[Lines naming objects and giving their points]
======

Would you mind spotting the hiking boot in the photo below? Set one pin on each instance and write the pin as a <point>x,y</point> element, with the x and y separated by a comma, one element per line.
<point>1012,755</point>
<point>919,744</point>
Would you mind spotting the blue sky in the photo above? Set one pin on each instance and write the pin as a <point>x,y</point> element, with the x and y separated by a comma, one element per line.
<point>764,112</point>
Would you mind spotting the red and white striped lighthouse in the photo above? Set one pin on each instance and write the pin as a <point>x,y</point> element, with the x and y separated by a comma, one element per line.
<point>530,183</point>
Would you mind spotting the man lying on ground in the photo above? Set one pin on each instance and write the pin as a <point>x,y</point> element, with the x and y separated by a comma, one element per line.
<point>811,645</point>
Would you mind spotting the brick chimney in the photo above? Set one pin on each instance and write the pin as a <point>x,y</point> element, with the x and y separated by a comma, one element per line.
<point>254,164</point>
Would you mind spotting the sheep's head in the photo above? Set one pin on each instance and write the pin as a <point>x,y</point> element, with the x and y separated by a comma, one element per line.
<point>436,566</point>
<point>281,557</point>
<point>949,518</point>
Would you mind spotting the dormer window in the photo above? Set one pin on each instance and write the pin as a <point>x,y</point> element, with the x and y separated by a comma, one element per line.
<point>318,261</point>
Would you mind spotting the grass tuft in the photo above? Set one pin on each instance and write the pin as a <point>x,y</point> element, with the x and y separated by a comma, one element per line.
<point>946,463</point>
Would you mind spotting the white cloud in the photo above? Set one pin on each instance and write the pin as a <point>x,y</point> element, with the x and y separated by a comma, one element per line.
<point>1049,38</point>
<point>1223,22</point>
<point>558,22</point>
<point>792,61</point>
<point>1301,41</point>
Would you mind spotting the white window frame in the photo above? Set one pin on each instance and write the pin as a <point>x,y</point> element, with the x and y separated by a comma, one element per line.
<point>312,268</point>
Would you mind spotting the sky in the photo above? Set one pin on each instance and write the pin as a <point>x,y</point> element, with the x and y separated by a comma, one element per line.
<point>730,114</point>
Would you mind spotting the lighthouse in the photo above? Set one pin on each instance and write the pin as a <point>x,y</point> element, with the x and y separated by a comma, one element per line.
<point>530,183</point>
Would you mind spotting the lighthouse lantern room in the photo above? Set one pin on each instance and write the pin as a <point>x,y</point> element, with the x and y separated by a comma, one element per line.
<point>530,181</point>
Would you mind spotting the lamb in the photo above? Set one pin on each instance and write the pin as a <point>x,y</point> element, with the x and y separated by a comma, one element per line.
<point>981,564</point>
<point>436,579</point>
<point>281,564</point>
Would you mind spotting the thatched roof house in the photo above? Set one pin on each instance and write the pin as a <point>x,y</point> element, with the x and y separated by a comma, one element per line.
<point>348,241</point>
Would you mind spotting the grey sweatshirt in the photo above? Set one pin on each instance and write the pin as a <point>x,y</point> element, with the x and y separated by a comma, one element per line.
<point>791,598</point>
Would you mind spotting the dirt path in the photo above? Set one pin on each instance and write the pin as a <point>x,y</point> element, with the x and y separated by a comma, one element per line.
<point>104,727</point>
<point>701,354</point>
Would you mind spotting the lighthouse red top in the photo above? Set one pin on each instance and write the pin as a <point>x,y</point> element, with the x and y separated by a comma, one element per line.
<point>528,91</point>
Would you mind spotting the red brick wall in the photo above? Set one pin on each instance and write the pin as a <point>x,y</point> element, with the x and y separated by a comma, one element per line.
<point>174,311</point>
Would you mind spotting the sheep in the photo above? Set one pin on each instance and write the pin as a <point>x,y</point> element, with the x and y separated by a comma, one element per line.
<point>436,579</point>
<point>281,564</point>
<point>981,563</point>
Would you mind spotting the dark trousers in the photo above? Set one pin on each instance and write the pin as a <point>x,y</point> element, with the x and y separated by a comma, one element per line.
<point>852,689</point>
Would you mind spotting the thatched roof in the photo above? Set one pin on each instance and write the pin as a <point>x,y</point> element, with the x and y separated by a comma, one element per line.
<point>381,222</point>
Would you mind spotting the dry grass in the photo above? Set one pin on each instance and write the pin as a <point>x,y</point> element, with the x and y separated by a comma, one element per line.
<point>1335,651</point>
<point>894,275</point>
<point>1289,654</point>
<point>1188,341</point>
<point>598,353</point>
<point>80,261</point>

======

Copy out all of the lines above word for word, with nothing changed.

- [Task result]
Would you mind spotting the hiking boot in the photo below? Set one pin on each instance and write the pin as a <point>x,y</point> element, with the x and y separated by a comma, one element per line.
<point>1012,755</point>
<point>919,744</point>
Would you mind spotting the blue sky in the photo above? Set one pin on each instance and write the pin as a <point>x,y</point> element, with the x and y separated by a comma, one element per line.
<point>764,112</point>
Would you mind spotting the red and white striped lighthouse in the photo above? Set one pin on each instance and write the pin as a <point>x,y</point> element, with the x and y separated by a comma, one element per line.
<point>530,183</point>
Would you mind spotting the man lying on ground in the photo above? Set one pin on each instance and write the pin as a <point>x,y</point> element, with the x and y separated by a comma, one element per line.
<point>811,645</point>
Would you mind spotting the brick chimney in the photo above? Set one pin on each instance and write the pin as a <point>x,y</point> element, with the x and y separated by a comma, one element per line.
<point>254,164</point>
Would you mind spotting the sheep's head in the photo above? Set one pin on each instance and write the pin as a <point>x,y</point> element, with the x and y separated by a comma, one element per line.
<point>436,566</point>
<point>281,557</point>
<point>949,518</point>
Would you mind spotting the dormer window in the photo above? Set one pin on each instance and write the pin as a <point>x,y</point> element, with the x and y separated by a comma, one element per line.
<point>318,261</point>
Would you mind spotting the grass tuft in the photo above? Set one pin on each instance and write the pin as a <point>x,y</point> element, with the x and y separated by a comma, one element per line.
<point>946,463</point>
Would you mind spotting the white cloud in the photo above? Set one pin on each instance and write the pin as a <point>x,y</point> element, with the x and y separated by a comma, one element per line.
<point>1049,38</point>
<point>1223,22</point>
<point>558,22</point>
<point>792,61</point>
<point>1301,41</point>
Would you mind spotting the white window frame in the photo above? Set one pin on each instance and write the pin as a <point>x,y</point> element, with the x and y separated by a comma, one element per line.
<point>312,268</point>
Would you mind spotting the sky in the photo above? Set one pin on each instance and write the pin as a <point>x,y</point> element, with the x and y separated by a comma, one element per line.
<point>730,114</point>
Would you mind spotting the lighthouse in the photo above? Set one pin on each instance and write the pin as a <point>x,y</point> element, with the x and y separated by a comma, one element per line.
<point>530,183</point>
Would you mind spotting the lighthouse lantern room in the photo above? Set one pin on each instance and write the pin as a <point>x,y</point> element, with the x and y separated by a comma, one element per line.
<point>530,181</point>
Would you mind spotting the lamb in the photo above? Set one pin on each instance and write the pin as a <point>x,y</point> element, with the x and y separated by a comma, one element per line.
<point>981,564</point>
<point>436,579</point>
<point>281,564</point>
Would you mind spotting the thatched roof house in the photo above? Set one pin on each instance and write the pin as a <point>x,y</point> element, with the x and y separated by a comma, one element per line.
<point>348,241</point>
Would you mind spotting the grey sweatshirt in the photo above? Set one pin on each instance and write the pin as a <point>x,y</point> element, with the x and y separated by a comma, one element per line.
<point>791,598</point>
Would you mind spotting the dirt path in the photo above? Set one pin on each instance and write the pin as a <point>x,y</point> element, with the x and y separated by a comma, one element per line.
<point>104,727</point>
<point>701,354</point>
Would you mind spotting the lighthouse red top in the photo above? Set one pin on each instance and write the pin as a <point>x,y</point> element, with the x and y separated by a comma, one element per line.
<point>528,91</point>
Would you mind spotting the red brick wall in the photo above? Set one pin on each instance and write the pin as a <point>x,y</point> element, with the x and y separated by a comma, one element per line.
<point>174,311</point>
Would you mind spotting the sheep in the photo above? Set one pin on each instance and write the pin as a <point>x,y</point> element, with the x and y separated by a comma, one element per line.
<point>436,579</point>
<point>281,564</point>
<point>981,563</point>
Would you mind spotting the dark trousers in the photo above? Set one pin on each instance and write the pin as a <point>x,y</point> element, with the x and y separated by a comma, one element per line.
<point>852,689</point>
Would you mind spotting the thatched roof in the photo above? Set one pin on each instance and write the pin as a <point>x,y</point> element, with the x and y separated by a comma, one element per line.
<point>381,222</point>
Would you mind spotting the dry grass in the photo above? Set one pin on each instance and write the pin as a <point>x,y</point> element, with the x and y separated by a comma, one element per line.
<point>1335,651</point>
<point>894,275</point>
<point>1289,654</point>
<point>1188,341</point>
<point>598,353</point>
<point>80,261</point>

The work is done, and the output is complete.